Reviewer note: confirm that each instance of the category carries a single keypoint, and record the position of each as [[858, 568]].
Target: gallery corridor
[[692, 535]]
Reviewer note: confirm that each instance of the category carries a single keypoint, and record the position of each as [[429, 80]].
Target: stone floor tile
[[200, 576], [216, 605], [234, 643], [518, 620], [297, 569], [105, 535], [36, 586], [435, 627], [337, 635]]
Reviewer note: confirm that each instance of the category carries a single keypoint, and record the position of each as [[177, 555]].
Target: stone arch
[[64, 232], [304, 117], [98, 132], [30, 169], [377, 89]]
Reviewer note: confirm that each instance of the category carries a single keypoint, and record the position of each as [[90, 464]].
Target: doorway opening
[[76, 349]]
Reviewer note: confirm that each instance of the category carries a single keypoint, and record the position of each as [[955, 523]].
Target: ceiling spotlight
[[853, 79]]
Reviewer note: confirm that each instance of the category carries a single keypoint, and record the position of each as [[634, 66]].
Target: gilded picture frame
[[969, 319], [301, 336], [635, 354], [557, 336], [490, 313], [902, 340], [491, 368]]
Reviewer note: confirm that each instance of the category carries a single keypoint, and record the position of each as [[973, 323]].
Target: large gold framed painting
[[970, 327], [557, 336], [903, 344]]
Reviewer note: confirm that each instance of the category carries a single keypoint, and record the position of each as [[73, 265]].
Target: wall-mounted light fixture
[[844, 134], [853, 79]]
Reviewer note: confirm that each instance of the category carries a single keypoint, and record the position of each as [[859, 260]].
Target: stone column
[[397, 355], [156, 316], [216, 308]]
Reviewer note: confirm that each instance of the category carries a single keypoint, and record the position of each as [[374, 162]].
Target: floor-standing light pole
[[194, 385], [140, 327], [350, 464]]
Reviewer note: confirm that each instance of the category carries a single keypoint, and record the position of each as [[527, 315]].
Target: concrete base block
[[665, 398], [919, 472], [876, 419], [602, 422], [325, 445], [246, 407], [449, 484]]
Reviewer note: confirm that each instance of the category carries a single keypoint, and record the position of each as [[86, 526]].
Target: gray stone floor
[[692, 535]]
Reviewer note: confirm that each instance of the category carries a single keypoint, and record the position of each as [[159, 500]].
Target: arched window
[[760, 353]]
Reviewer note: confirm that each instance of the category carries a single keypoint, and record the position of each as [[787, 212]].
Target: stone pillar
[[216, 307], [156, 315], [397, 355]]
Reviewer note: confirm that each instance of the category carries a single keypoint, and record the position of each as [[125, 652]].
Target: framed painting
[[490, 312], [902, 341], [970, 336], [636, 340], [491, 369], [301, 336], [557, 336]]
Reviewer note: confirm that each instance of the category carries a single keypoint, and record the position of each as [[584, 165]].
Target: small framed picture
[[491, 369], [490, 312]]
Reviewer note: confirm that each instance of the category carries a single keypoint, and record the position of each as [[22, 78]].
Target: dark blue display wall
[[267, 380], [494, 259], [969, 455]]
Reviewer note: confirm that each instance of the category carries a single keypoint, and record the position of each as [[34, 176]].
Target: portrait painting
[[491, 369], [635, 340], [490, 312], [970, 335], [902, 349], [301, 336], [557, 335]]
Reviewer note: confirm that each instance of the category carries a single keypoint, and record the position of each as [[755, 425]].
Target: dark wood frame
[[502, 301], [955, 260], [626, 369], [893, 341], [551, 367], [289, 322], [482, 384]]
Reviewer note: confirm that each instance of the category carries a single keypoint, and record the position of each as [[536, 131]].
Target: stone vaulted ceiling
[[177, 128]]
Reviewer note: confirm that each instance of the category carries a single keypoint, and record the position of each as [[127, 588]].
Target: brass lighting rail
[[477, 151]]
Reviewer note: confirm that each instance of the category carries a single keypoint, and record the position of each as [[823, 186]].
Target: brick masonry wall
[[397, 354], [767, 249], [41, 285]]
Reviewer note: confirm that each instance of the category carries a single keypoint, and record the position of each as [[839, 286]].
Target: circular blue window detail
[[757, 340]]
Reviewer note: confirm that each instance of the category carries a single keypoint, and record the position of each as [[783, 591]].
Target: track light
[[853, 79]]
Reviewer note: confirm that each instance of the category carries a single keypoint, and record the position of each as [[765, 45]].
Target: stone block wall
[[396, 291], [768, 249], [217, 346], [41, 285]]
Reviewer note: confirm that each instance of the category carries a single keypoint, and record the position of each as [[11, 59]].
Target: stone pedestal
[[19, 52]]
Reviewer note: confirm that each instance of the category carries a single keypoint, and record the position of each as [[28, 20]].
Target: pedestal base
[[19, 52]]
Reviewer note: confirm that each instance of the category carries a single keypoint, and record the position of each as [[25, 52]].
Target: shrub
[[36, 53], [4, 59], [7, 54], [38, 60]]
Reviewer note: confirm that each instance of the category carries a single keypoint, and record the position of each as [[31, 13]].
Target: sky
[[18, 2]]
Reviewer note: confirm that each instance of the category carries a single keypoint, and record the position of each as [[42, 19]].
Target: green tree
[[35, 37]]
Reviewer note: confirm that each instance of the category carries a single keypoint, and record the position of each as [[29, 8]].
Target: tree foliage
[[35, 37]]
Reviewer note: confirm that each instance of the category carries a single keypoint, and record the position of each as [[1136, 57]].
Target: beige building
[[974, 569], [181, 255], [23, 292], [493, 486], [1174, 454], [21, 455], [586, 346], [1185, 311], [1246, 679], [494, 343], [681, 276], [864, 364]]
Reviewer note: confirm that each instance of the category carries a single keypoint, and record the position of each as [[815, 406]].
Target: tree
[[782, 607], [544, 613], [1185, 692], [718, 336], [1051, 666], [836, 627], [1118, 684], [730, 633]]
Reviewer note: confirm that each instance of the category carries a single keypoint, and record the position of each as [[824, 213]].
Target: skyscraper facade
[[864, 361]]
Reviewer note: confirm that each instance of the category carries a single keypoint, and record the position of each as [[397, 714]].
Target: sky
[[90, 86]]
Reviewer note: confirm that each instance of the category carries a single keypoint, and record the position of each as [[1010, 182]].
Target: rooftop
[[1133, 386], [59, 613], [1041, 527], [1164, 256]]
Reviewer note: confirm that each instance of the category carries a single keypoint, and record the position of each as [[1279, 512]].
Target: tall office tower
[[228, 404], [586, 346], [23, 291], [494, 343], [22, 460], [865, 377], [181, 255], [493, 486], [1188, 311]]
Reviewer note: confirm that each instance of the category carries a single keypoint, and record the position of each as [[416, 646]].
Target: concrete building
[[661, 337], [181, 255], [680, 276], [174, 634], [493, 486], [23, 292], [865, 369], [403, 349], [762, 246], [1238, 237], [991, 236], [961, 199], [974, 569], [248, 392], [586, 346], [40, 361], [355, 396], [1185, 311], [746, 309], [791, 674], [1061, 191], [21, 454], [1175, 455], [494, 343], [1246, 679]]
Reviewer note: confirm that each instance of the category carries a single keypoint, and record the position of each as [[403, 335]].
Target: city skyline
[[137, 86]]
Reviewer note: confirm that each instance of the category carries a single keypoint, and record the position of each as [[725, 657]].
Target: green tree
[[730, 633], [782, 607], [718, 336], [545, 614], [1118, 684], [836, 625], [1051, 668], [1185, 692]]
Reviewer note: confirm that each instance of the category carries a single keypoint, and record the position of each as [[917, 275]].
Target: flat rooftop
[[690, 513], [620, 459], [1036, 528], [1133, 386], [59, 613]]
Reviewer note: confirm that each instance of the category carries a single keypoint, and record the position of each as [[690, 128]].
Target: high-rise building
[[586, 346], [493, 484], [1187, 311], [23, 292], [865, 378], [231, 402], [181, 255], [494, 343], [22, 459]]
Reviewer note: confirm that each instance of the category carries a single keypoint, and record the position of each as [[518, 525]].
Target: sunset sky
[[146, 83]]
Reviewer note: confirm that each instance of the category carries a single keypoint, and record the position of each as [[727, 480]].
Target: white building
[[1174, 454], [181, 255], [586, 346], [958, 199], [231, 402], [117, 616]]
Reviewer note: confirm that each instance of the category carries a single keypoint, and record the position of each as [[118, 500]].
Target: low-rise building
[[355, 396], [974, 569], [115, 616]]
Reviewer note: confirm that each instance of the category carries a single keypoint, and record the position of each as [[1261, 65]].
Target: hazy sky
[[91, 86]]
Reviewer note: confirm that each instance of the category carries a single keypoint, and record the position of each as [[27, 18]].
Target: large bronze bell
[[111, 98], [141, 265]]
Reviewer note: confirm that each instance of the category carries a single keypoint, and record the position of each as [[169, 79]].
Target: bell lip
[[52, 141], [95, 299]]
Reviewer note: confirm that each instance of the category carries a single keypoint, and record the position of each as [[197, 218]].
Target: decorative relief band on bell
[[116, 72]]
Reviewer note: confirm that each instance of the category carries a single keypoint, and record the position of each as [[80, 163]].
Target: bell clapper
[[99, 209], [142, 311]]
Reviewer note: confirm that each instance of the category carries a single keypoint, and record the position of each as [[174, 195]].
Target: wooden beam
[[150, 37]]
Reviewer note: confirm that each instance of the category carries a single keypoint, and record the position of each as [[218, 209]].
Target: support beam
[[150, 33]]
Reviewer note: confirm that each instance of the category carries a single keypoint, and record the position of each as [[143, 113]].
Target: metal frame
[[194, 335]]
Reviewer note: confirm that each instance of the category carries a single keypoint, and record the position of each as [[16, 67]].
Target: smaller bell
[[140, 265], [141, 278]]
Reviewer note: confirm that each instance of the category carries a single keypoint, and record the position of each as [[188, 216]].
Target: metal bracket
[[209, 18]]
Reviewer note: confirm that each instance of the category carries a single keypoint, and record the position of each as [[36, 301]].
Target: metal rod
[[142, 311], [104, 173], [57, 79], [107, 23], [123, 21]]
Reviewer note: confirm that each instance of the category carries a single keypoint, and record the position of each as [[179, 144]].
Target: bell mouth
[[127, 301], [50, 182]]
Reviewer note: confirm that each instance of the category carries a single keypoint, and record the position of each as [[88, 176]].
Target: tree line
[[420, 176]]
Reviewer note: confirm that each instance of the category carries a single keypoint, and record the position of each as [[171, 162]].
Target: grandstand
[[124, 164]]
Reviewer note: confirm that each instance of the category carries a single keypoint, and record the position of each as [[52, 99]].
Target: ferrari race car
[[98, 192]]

==*==

About this exercise -
Beginning with the line containing "as [[52, 99]]." and ending with the last line of the listing above, return every line exactly and nothing else.

Exercise result -
Reviewer note: confirm that each instance of the category carries a single keypoint, and record the position of each as [[52, 99]].
Target: ferrari race car
[[98, 192]]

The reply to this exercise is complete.